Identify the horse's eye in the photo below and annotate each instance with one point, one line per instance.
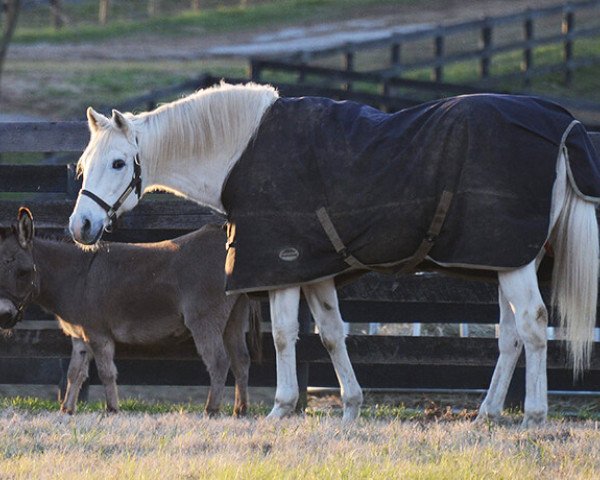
(118, 164)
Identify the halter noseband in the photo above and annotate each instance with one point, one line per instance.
(111, 211)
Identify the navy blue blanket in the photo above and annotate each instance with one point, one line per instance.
(380, 178)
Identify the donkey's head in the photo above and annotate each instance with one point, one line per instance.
(111, 173)
(17, 269)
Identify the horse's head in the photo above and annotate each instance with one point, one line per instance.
(111, 172)
(17, 269)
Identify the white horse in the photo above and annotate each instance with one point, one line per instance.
(188, 147)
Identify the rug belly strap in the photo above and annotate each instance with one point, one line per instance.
(409, 263)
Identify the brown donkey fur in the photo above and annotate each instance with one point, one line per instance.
(136, 294)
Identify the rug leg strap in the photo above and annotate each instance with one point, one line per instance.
(336, 241)
(432, 234)
(419, 255)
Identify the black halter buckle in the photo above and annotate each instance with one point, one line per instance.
(111, 210)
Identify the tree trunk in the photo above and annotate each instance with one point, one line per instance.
(10, 9)
(103, 12)
(58, 19)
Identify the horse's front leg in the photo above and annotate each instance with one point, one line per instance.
(510, 346)
(284, 305)
(323, 303)
(520, 288)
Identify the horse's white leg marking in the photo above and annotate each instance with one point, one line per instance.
(104, 354)
(323, 303)
(521, 291)
(284, 320)
(510, 346)
(77, 374)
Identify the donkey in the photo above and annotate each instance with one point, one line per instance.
(134, 294)
(316, 189)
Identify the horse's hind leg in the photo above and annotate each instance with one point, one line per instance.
(510, 346)
(284, 320)
(521, 291)
(77, 374)
(323, 303)
(235, 343)
(208, 337)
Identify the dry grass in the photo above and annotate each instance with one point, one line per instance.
(184, 445)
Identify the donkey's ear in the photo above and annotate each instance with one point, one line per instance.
(121, 122)
(96, 120)
(24, 227)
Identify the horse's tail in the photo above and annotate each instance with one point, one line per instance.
(575, 276)
(254, 337)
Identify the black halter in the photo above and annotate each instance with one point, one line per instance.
(111, 211)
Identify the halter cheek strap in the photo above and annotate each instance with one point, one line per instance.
(111, 210)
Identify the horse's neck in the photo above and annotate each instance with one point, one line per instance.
(59, 267)
(200, 172)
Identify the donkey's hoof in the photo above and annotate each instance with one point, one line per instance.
(533, 420)
(240, 411)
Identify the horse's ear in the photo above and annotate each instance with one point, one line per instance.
(24, 227)
(121, 122)
(96, 120)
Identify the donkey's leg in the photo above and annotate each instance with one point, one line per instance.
(510, 346)
(323, 303)
(103, 348)
(235, 343)
(521, 291)
(77, 374)
(284, 320)
(208, 337)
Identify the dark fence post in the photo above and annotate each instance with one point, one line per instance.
(302, 367)
(528, 52)
(486, 44)
(438, 72)
(568, 26)
(349, 67)
(395, 61)
(255, 70)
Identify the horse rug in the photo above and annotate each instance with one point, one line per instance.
(329, 188)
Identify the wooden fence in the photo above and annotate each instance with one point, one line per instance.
(507, 47)
(33, 353)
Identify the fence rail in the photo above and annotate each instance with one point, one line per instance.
(484, 51)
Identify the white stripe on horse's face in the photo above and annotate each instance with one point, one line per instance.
(107, 165)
——————
### Task details
For this exercise, return the data above exactly and leave every picture out.

### Your response
Identify the horse's eye in the photo below and annotate each instance with one point, one line per instance.
(118, 164)
Identify the halter noseband in the photo above and annotate each instance with one point, one line per instance.
(111, 211)
Identify the navy blue blanket in the photo above and annotate each instance with one point, one line per instance.
(380, 178)
Identify the donkey's head in the photo above and annotate each instance with one point, one line per instance.
(111, 173)
(17, 269)
Identify the horse's head in the photo above and annotate each instance with one point, one line per instance.
(111, 172)
(17, 269)
Identify the white horse in the photo above and annotate each instance with one point, one line per instance.
(188, 147)
Identify the rug belly strap in the photo above and annotate each instance with one point, one line per instance.
(409, 263)
Identify the brown donkey fur in the photo above and annotate each instance with one point, one line per instance.
(136, 294)
Identify the rug leg strap in the photo above and annotate each instance with one point, one line per instance.
(336, 241)
(432, 234)
(419, 255)
Identify the black halter buckle in the photo above and annotate each instance with one point, one line per instance.
(111, 210)
Identify the tree trunk in the photo above and annotate each instance with one point, one line per instance.
(10, 9)
(103, 12)
(58, 19)
Identify the horse's front leg in the photo above and annotate each instance with one point, one line per instance.
(510, 346)
(284, 305)
(323, 303)
(520, 288)
Identify the horse's white leg marking in the photo above and annotate each instance with one point, one line per instance.
(104, 354)
(323, 303)
(521, 291)
(284, 320)
(510, 346)
(77, 374)
Identify the donkey in the photo above and annotate each instance with one point, one line per instance.
(134, 294)
(316, 189)
Identify the horse's hind leg in the photo above and annotate each instance with one point, one line per instance.
(510, 346)
(284, 320)
(521, 291)
(77, 374)
(323, 303)
(235, 343)
(208, 337)
Identify the dry grass in the photo above and annotate each instance with one point, one line per instance.
(184, 445)
Identify the donkey's ear in the photo above and annotate each instance with one point, one line per instance.
(121, 122)
(96, 120)
(24, 227)
Identify the horse's tail in the photo above and annotate each instance with one point, one line per instance.
(575, 276)
(254, 337)
Identify the black halter in the photo above and annotate each instance with one point, one line per instance.
(111, 211)
Identify the halter cheek strap in the photo above and annotate each instance with one point, one line per instance.
(111, 210)
Identify the horse's neck in the photo above and annotate each instance with one point, one line per instance.
(59, 267)
(200, 172)
Identify the donkey's hoof in the photo above and annotate each instance with one point, one line per instance.
(533, 420)
(240, 411)
Identify the horse's ear in the photo above and annotate each instance with one point, one line per instance.
(24, 227)
(121, 122)
(96, 120)
Identify the donkey's leg in the photo above and annotate each instance with one point, one line per instance.
(510, 346)
(323, 303)
(103, 348)
(235, 343)
(521, 291)
(77, 374)
(284, 320)
(208, 337)
Identify the dark fence post in the photo above and annotate each instance with one point, one line per instance.
(302, 367)
(528, 52)
(486, 44)
(438, 72)
(568, 26)
(349, 67)
(395, 61)
(255, 70)
Identify the horse rug in the photo above and annotate each instance with one point, one line per instance.
(329, 188)
Identify the wooden fence in the photo above and annotate each instance with one point, one line per instance.
(507, 47)
(33, 353)
Identify the fence rail in the photo above and annotate each instance with one point, one line per instance.
(484, 51)
Identify the white stripe on horse's face in the photo above and annotate each instance with one point, one line per instance.
(107, 165)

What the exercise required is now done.